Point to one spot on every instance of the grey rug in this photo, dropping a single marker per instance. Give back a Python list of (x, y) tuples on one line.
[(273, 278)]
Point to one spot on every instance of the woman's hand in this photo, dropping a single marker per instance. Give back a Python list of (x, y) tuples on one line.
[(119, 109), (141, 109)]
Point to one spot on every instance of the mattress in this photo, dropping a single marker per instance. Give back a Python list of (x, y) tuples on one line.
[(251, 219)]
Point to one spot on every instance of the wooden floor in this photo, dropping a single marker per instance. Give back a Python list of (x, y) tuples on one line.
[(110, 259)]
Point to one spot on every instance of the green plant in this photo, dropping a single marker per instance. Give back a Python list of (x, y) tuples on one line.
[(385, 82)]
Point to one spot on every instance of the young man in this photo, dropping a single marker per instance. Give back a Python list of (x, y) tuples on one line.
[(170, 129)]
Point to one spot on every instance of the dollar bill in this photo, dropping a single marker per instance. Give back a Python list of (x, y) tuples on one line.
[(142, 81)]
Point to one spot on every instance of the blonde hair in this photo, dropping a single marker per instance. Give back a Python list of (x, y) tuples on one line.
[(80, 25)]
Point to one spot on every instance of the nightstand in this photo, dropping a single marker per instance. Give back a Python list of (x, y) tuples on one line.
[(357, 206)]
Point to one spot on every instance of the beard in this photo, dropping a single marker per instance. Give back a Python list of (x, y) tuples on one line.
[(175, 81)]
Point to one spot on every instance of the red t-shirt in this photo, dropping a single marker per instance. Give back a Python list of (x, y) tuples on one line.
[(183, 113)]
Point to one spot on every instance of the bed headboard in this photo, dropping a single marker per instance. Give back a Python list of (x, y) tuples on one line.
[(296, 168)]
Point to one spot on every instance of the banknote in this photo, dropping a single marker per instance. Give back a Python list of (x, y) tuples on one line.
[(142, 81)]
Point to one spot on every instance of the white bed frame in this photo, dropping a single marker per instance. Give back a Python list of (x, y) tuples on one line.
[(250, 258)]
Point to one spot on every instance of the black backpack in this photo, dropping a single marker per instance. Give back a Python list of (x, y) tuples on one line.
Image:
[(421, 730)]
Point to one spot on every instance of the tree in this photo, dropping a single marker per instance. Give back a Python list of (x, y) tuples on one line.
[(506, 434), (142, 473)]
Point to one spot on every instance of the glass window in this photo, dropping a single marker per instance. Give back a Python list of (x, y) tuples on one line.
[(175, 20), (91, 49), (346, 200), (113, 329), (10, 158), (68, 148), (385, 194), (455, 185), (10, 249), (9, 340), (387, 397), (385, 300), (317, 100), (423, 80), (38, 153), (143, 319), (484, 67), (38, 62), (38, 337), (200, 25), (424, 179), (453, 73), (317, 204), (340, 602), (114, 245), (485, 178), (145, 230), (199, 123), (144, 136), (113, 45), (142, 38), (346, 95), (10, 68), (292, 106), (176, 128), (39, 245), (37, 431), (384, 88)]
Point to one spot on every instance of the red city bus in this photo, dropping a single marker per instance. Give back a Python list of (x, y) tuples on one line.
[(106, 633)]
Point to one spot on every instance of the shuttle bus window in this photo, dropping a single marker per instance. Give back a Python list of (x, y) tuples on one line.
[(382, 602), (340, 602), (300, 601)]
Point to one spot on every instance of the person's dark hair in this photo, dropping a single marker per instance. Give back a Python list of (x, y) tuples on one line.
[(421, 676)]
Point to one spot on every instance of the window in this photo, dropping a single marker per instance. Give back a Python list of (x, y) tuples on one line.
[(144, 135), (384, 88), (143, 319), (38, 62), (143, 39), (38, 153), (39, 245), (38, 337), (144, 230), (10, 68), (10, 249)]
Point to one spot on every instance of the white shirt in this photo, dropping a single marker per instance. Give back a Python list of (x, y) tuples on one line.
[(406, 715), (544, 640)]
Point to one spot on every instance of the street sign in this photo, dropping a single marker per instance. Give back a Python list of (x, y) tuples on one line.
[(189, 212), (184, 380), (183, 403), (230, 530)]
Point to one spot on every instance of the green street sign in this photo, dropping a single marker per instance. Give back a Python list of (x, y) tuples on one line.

**Task brief**
Can you retype, word for word, the part of the records that opens with their first line and closes with the line containing "[(251, 219)]", with both of those lines included?

**In response**
Point to one spot on every instance of the grey rug in this photo, dropping a single marker per instance. Give back a Python list of (x, y) tuples on one line.
[(273, 278)]
Point to one spot on every instance of the woman's hand in this photo, dropping a single marker per instance. Give back a Python list of (x, y) tuples on one line.
[(119, 109), (141, 109)]
Point to one spot on every instance of the mattress in this photo, dropping a single marker per instance. Give back a Python list of (x, y) tuples on one line.
[(251, 219)]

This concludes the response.